REQUESTS ▸
A - Decide whether each statement below agrees with the article on the Pickering false alarm, answering yes or no and quoting the deciding words of the article: (i) The public alerting system is tested twice a day. (ii) The investigation found that human error alone caused the false alert. (iii) The emergency alert went out on 12 January.
B - Resume the article on the Pickering false alarm, starting after its last sentence.

Ontario's Solicitor General apologises for Pickering false alarm

3 March 2020


*Updated*

Ontario’s Solicitor General, Sylvia Jones, has issued a statement about the investigation into a false alarm about the Pickering nuclear power plant in January.

She said: “I unreservedly apologise for the alarm and anxiety caused to people across the province and I want to assure the public that everything possible is being done to prevent a similar event in the future.”

Jones noted that on 12 January an emergency alert had been sent across Ontario in error, adding that the government “regrets the serious concern many people felt as a result”.

An investigation was launched immediately and has now been completed and the report has been received and reviewed, she said. A copy of the report and an action plan, addressing its findings, are available on the ministry website.

“As noted in the report, the Provincial Emergency Operations Centre performs routine testing of the public alerting system twice daily to ensure the alerting system is functional and available to issue an alert in the event of an emergency. On January 12th, one of these test messages was sent via the live public alerting system rather than the test system,” the statement said.

The investigation concluded that while the immediate cause was human error, there were several systemic issues that contributed to the false alert and the delay in issuing a cancellation.

Emergency Management Ontario (EMO) has already taken significant corrective action in key areas, including planning, procedures, operations, communications and staff training.

DATA BLOCK ▸
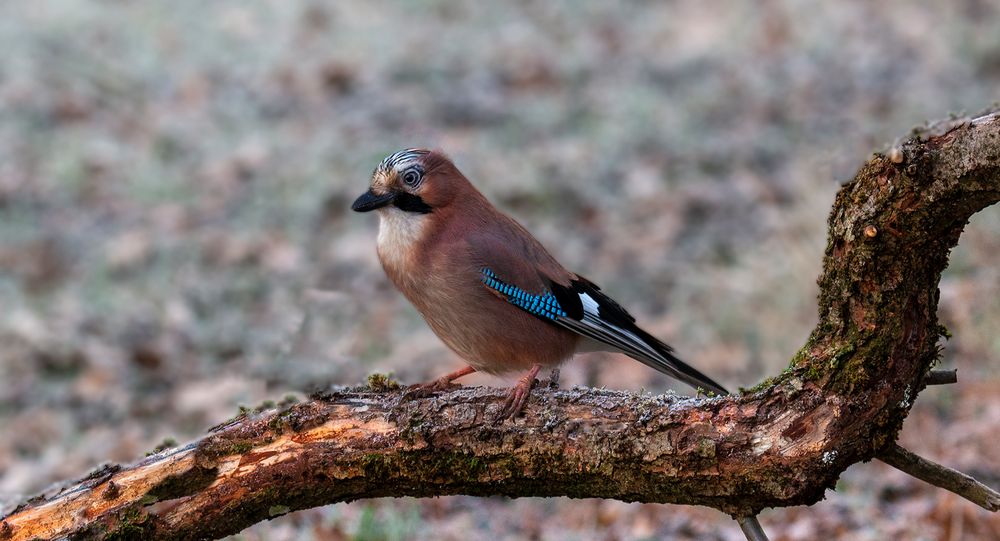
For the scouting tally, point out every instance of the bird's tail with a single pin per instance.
(666, 362)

SOLVED PROBLEMS ▸
A -
(i) Yes: "performs routine testing of the public alerting system twice daily"
(ii) No: "there were several systemic issues that contributed to the false alert and the delay in issuing a cancellation"
(iii) Yes: "on 12 January an emergency alert had been sent across Ontario in error"

B -
Jones said: “I am confident the actions taken to address the gaps brought to light by this investigation will make Ontario's emergency management system even stronger.”

According to a report from the EMO chief, the corrective steps taken include clearly labelling test messages in the alert system, requiring separate log-in credentials for the live and training systems, more training, and establishing a new procedure for an "end alert" message in case of future errors.

The report explained that the duty officer at the Provincial Emergency Operations Centre is supposed to test both a live alert and a training system at shift changes, and on that day the officer thought they had logged out of the live system and into the training system when the alert was sent.

The officer immediately realised the error and asked supervisors how to fix it, but they were uncertain about whether or how to send a corrective alert to everyone who had seen the first, the report said.


Photo: Screenshot of the nuclear emergency alert recieved by the public on 12 January (Credit: Ministry of the
Solicitor General)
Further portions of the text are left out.